Find every line in the items that contains the word "tire", and copy each of those lines.

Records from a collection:
=======

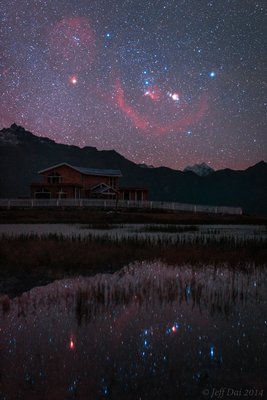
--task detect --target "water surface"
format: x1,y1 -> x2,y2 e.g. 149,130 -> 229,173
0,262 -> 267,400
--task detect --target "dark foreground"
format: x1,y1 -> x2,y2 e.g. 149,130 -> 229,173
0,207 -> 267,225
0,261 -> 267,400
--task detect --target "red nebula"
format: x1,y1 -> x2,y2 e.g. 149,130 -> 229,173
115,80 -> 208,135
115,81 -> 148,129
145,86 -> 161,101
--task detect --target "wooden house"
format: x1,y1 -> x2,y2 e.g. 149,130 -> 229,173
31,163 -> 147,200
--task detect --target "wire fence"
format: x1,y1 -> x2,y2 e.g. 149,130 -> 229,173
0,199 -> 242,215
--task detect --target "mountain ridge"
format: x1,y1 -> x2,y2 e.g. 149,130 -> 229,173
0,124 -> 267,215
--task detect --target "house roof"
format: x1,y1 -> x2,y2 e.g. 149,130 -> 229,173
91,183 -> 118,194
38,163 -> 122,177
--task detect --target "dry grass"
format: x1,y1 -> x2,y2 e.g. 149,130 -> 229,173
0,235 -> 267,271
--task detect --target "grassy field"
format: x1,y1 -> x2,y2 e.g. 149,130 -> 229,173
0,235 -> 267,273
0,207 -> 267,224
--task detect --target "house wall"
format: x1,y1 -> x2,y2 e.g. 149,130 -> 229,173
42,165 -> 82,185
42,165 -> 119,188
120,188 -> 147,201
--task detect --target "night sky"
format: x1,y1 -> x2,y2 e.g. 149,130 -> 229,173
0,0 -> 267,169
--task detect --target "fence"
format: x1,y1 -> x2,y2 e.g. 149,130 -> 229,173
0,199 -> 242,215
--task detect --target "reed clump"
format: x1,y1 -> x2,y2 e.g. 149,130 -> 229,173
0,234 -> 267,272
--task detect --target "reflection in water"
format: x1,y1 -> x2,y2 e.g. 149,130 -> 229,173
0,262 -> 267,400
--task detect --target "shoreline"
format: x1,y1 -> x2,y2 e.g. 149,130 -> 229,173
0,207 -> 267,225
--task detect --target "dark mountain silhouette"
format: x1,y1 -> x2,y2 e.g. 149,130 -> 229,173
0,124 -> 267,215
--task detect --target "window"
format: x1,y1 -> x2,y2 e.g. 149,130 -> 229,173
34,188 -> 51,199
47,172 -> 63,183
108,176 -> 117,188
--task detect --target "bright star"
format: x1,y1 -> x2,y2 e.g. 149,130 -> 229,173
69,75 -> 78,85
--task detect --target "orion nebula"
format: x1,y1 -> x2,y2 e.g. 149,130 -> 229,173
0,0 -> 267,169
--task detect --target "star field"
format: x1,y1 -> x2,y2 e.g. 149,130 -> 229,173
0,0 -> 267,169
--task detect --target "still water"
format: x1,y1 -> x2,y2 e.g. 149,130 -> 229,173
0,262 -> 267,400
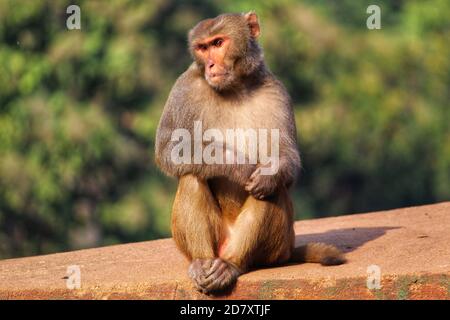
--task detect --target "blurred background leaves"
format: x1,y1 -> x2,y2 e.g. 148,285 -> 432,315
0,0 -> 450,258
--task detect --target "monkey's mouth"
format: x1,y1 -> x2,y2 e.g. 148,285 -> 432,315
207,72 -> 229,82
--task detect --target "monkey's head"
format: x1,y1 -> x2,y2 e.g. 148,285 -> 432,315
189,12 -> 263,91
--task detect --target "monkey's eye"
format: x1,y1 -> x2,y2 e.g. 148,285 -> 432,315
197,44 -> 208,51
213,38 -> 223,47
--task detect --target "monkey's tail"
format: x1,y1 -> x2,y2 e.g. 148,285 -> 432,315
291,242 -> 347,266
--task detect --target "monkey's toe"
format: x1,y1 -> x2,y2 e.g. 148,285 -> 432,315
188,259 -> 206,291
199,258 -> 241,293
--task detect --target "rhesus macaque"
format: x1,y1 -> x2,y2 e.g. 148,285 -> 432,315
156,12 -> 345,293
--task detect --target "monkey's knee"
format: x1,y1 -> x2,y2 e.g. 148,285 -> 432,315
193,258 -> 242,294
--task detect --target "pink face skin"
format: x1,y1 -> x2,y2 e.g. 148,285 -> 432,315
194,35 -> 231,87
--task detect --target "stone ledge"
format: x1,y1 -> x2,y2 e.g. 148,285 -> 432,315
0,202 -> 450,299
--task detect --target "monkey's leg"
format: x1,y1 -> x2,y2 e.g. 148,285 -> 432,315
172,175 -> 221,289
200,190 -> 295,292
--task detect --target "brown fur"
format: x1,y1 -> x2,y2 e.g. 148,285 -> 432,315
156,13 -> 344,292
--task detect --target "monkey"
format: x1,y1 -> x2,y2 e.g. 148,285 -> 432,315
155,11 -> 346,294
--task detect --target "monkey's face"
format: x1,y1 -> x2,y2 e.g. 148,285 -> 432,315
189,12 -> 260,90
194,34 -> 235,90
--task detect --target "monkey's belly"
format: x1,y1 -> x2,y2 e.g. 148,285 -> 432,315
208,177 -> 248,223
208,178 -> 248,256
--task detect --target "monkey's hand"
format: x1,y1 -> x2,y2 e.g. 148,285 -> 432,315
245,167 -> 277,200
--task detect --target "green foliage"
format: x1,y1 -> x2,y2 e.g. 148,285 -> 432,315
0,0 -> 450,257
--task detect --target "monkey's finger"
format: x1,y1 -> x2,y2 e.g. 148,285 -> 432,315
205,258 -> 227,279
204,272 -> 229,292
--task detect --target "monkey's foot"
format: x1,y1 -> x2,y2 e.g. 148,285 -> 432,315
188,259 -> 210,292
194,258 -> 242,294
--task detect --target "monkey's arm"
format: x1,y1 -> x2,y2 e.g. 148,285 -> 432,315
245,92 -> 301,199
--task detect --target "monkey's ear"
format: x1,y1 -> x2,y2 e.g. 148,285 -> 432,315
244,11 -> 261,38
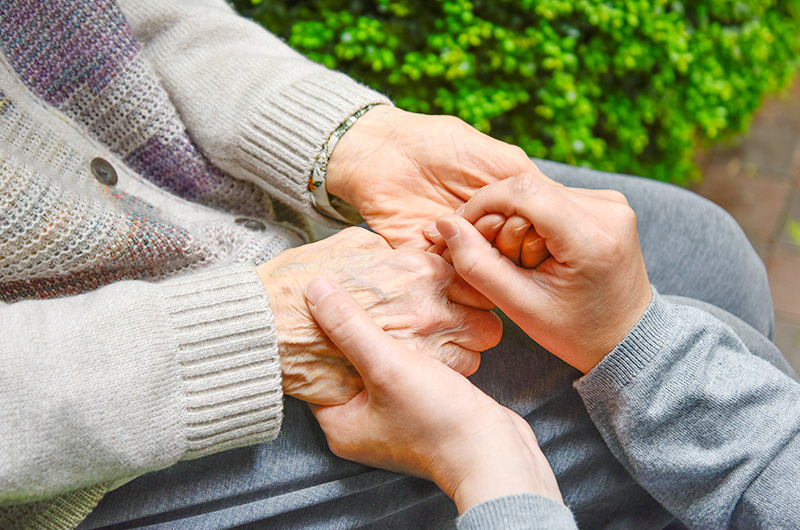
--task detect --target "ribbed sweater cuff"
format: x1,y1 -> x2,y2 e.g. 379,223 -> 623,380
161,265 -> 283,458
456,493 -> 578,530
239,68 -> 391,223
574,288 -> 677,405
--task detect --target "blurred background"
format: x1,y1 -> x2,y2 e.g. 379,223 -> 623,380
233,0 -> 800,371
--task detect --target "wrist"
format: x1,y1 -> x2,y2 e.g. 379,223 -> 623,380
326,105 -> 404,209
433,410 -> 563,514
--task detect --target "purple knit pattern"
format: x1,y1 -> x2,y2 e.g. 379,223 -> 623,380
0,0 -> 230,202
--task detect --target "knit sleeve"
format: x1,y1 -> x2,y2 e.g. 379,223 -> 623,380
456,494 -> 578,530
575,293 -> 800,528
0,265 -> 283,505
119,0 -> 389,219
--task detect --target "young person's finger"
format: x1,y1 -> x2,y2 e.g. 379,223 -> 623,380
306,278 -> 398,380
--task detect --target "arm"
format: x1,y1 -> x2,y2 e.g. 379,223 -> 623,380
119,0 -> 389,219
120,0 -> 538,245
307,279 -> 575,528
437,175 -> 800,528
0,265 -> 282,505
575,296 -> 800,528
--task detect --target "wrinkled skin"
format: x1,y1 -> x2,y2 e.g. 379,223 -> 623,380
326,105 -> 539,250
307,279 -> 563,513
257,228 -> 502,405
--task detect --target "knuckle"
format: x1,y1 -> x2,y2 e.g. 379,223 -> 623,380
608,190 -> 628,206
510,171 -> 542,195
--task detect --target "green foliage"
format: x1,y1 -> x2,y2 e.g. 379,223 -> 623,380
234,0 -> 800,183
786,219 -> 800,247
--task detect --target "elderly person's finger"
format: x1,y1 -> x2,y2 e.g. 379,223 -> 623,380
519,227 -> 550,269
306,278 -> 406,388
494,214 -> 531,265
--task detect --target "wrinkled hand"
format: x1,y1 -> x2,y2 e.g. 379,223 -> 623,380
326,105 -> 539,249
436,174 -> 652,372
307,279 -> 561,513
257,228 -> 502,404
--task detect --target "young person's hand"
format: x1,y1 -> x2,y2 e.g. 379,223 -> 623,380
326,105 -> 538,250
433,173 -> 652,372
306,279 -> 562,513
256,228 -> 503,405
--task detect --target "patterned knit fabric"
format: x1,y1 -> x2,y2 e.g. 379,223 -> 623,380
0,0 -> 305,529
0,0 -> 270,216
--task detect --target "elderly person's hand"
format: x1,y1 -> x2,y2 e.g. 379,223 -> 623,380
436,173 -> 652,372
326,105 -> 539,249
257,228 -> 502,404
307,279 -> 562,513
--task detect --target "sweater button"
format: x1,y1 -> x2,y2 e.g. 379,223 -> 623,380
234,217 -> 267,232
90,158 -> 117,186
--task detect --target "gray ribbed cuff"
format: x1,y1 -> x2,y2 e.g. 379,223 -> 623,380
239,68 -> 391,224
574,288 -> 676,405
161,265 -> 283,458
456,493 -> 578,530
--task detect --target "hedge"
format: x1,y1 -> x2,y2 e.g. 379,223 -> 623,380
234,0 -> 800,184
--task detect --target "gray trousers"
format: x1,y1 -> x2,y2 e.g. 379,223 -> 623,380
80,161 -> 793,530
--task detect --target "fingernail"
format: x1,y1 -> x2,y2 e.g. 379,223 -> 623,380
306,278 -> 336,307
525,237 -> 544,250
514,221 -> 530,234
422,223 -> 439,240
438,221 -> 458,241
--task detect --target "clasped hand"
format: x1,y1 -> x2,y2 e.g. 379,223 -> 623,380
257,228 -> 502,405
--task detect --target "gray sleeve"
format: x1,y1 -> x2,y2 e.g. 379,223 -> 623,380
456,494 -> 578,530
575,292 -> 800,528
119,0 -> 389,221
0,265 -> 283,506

=======

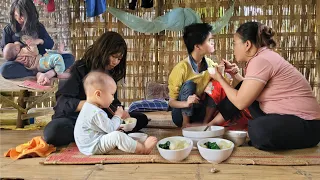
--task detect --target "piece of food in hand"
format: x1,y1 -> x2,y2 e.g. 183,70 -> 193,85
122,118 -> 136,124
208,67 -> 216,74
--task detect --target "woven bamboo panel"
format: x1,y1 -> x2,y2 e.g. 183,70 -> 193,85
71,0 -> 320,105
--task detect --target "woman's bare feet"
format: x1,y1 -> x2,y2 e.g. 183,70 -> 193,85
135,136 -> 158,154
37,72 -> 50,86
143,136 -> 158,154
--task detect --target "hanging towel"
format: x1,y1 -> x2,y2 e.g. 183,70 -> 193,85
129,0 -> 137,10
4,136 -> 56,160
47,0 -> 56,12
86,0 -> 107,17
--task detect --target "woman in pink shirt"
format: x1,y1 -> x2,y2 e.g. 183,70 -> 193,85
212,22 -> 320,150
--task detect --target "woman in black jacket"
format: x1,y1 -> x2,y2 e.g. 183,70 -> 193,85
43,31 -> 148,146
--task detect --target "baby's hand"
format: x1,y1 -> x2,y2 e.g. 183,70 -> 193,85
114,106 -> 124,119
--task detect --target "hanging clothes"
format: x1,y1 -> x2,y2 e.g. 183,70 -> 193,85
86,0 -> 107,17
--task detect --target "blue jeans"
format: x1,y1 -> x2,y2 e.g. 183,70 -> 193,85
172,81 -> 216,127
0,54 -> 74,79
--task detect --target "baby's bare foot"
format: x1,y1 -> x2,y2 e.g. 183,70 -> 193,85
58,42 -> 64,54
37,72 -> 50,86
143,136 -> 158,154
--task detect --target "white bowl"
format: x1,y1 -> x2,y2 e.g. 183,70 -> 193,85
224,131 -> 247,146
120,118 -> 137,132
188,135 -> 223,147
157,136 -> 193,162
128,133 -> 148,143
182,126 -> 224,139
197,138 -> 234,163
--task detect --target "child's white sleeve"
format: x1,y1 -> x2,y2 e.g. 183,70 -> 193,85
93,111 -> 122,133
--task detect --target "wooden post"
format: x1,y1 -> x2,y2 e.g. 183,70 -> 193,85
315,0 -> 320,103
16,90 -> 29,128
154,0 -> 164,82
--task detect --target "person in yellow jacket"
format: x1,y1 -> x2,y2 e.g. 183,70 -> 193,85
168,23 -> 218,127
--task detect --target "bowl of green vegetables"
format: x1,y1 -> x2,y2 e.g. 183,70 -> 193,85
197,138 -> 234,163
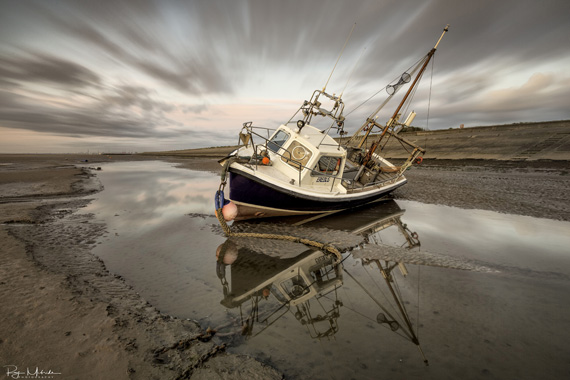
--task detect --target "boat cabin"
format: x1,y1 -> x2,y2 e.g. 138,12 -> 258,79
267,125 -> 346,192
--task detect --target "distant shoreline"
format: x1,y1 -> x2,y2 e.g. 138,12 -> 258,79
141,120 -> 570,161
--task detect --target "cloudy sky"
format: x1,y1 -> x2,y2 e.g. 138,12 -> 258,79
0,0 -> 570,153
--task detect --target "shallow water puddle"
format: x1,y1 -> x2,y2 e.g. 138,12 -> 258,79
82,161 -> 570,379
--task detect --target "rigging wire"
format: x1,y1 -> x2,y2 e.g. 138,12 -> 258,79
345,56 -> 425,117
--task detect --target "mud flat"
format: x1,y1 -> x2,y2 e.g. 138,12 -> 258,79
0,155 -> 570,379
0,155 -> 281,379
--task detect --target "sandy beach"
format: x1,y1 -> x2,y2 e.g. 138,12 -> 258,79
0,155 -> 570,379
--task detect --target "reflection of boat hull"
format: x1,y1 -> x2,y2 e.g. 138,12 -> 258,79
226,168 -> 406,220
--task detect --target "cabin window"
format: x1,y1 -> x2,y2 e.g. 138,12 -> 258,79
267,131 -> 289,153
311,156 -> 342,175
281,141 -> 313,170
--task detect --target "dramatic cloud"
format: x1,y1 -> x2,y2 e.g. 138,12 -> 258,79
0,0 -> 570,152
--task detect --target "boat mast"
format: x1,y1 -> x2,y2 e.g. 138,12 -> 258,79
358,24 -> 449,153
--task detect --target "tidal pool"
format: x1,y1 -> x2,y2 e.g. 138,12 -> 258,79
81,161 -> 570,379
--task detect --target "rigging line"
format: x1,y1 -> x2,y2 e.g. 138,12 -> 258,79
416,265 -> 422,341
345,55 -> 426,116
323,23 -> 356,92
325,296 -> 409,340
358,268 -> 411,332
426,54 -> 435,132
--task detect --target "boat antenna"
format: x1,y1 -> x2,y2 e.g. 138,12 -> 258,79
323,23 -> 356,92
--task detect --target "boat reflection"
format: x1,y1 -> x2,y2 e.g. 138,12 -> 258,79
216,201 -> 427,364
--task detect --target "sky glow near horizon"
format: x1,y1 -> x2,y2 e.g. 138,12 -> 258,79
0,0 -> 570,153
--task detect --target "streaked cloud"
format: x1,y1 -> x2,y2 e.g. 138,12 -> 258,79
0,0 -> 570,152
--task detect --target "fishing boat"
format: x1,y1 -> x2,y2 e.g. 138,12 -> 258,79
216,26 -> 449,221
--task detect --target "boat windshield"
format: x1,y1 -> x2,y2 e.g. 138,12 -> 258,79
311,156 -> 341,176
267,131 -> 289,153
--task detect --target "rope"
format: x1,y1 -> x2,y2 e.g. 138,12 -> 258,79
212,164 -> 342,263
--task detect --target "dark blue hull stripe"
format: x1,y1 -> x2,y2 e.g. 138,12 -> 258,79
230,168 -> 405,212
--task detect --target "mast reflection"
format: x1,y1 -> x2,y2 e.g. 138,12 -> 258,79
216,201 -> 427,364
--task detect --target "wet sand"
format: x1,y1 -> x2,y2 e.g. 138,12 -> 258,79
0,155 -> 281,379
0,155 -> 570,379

=======

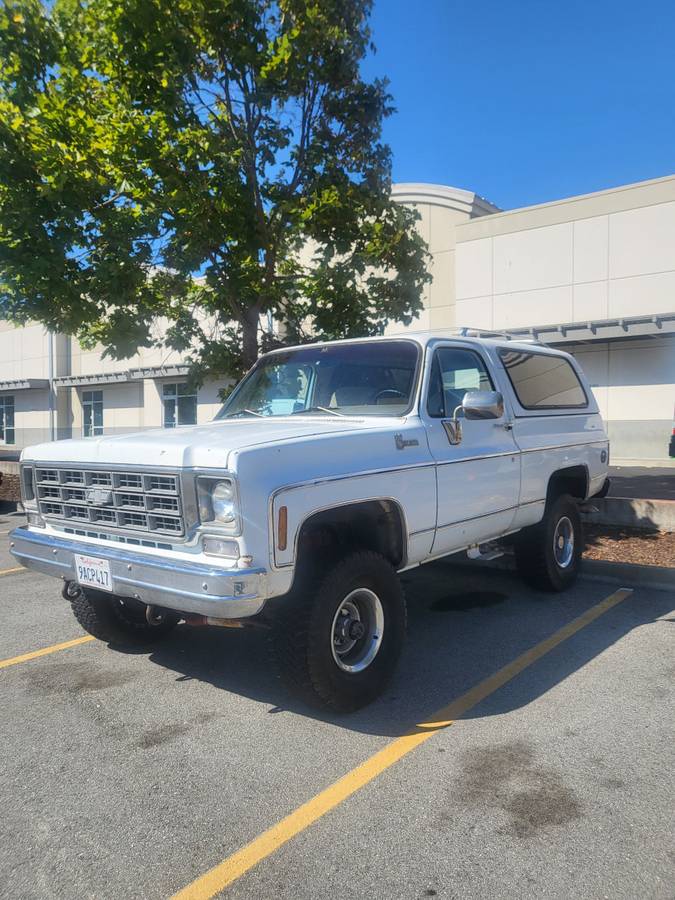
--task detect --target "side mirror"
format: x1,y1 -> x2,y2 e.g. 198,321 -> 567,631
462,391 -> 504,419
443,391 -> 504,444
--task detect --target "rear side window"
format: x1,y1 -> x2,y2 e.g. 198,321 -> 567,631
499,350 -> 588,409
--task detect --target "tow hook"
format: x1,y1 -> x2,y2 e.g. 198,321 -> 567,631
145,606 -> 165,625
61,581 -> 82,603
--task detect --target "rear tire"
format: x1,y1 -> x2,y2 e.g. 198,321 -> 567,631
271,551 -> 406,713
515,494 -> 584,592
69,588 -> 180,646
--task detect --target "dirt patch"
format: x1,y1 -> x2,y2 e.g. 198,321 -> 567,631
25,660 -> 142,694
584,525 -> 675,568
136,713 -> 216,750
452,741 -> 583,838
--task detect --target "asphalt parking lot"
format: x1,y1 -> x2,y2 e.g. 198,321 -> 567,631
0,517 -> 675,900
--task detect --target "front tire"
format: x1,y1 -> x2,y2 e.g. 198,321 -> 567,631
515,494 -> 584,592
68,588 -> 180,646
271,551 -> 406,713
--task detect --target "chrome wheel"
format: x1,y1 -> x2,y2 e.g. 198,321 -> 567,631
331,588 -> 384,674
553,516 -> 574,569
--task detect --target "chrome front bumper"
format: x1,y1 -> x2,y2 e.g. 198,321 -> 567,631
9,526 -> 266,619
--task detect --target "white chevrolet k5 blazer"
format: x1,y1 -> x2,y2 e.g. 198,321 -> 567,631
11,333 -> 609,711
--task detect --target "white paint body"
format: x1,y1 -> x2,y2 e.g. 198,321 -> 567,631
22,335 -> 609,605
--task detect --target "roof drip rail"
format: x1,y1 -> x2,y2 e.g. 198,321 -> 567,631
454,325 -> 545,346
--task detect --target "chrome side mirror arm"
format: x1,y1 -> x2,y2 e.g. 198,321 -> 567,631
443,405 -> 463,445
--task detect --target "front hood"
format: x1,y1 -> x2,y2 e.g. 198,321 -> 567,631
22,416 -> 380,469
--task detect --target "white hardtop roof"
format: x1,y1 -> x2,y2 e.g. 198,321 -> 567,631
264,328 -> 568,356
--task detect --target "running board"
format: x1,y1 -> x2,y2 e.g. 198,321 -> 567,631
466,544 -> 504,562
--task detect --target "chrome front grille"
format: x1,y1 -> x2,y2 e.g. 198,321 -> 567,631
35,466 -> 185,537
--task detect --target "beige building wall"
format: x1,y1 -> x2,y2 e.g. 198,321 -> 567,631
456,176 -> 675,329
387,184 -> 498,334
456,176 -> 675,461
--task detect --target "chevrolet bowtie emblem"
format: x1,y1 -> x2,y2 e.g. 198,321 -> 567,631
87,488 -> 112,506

=======

## PROBLEM SOLUTION:
--task detect --target "rear tire"
--task detect --target "front tire"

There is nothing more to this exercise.